This is called an error-detecting code.

In vector notation, we replace a vector $\vb = [v_1, v_2, \ldots, v_n]$ with the vector $\vv = [v_1, v_2, \ldots, v_n, \red{d}]$ such that $\vec 1 \cdot \vv = 0 \pmod{2}$, where $\vec 1 = [1, 1, \ldots, 1]$.

Exactly the same idea works for vectors in $\Z_3^n$; see Example 1.39 in the text.

Note: One problem with the above scheme is that transposition errors are not detected: if we want to send $[0, 1, 1]$ but the first two bits are exchanged, the rover receives $[1, 0, 1]$, which is also a valid command. We'll see codes that can detect transpositions.

### New material

Example 1.40 (UPC Codes): The Univeral Product Code (bar code) on a product is a vector in $\Z_{10}^{12}$, such as $$\vu = [6,7,1,8,6,0,0,1,3,6,2,4].$$ Instead of using $\vec 1$ as the check vector, UPC uses $$\vc = [ 3, 1, 3, 1, 3, 1, 3, 1, 3, 1, 3, 1] .$$ The last digit is chosen so that $\vc \cdot \vu = 0 \pmod{10}$.

For example, if we didn't know the last digit of $\vu$, we could compute $$\vc \cdot [6,7,1,8,6,0,0,1,3,6,2,d] = \cdots = 6 + d \pmod{10}$$ and so we would find that we need to take $d = 4$, since $6 + 4 = 0 \pmod{10}$.

This detects any single error. The pattern in $\vc$ was chosen so that it detects many transpositions, but it doesn't detect when digits whose difference is 5 are transposed. For example, $3 \cdot 5 + 1 \cdot 0 = 15$ and $3 \cdot 0 + 1 \cdot 5 = 5$, and these are the same modulo $10$.

Example 1.41 (ISBN Codes): ISBN codes use vectors in $\Z_{11}^{10}$. The check vector is $\vc = [10, 9, 8, 7, 6, 5, 4, 3, 2, 1]$. Because 11 is a prime number, this code detects all single errors and all single transposition errors. See text for a worked example.

Summary: To create a code, you choose $m$ (which determines the allowed digits), $n$ (the number of digits in a code word), and a check vector $\vc \in \Z_m^n$. Then the valid words $\vv$ are those with $\vc \cdot \vv = 0$. If $\vc$ ends in a $1$, then you can always choose the last digit of $\vv$ to make it valid.

Note: This kind of code can only reliably detect one error, but more sophisticated codes can detect multiple errors. There are even error-correcting codes, which can correct multiple errors in a transmission without needing it to be resent. In fact, you can drill small holes in a CD, and it will still play the entire content perfectly.

Question: The Dan code uses vectors in $\Z_4^3$ with check vector $\vc = [3,2,1]$. Find the check digit $d$ in the code word $\vv = [2, 2, d]$.

> AVAILABLE DATA
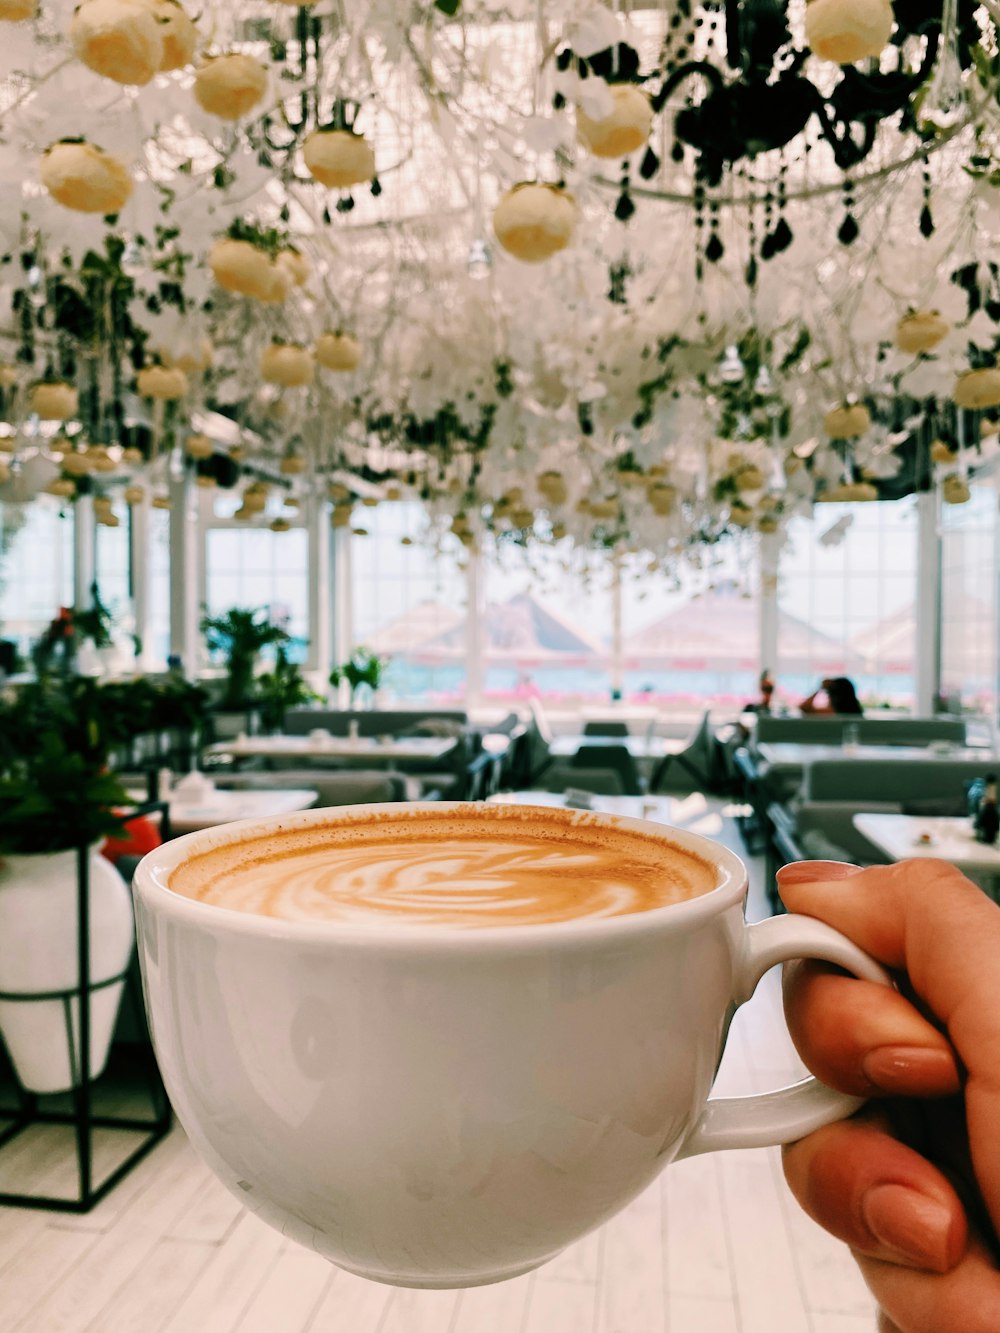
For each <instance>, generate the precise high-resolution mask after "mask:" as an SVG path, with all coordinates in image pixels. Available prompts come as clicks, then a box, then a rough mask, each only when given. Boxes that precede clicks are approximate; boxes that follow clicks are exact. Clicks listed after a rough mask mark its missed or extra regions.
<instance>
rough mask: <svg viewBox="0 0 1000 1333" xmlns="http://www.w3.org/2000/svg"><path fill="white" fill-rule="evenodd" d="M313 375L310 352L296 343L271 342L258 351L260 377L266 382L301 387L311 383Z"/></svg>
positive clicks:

> ASSIGNED TASK
Reproduce the passage in the error-detecting codes notes above word for word, from "This detects any" to "a worked example.".

> THE COMPLETED TASK
This detects any single error. The pattern in $\vc$ was chosen so that it detects many transpositions, but it doesn't detect when digits whose difference is 5 are transposed. For example, $3 \cdot 5 + 1 \cdot 0 = 15$ and $3 \cdot 0 + 1 \cdot 5 = 5$, and these are the same modulo $10$.

Example 1.41 (ISBN Codes): ISBN codes use vectors in $\Z_{11}^{10}$. The check vector is $\vc = [10, 9, 8, 7, 6, 5, 4, 3, 2, 1]$. Because 11 is a prime number, this code detects all single errors and all single transposition errors. See text for a worked example.